*** DATA FOR THIS TASK ***
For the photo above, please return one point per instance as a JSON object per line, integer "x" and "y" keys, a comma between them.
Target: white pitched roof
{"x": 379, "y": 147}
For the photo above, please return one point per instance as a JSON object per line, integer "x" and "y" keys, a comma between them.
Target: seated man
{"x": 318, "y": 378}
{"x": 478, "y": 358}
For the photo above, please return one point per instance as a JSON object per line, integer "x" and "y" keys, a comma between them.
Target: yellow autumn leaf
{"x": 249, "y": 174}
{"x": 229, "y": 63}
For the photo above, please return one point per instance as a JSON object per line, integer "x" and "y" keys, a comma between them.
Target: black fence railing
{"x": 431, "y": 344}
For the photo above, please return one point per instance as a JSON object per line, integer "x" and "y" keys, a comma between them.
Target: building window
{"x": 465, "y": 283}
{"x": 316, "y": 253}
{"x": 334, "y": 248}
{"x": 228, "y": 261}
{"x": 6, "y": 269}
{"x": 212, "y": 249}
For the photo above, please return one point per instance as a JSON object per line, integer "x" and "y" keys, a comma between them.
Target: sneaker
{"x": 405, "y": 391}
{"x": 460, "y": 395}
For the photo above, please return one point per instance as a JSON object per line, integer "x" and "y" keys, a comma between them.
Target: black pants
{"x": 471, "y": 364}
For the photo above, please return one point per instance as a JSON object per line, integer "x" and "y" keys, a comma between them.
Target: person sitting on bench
***
WHAT THE TASK ASKS:
Pick out and copy each line in the rows above that contains the word "black". Case counts.

PROBLEM SOLUTION:
Target: black fence railing
Target: black pants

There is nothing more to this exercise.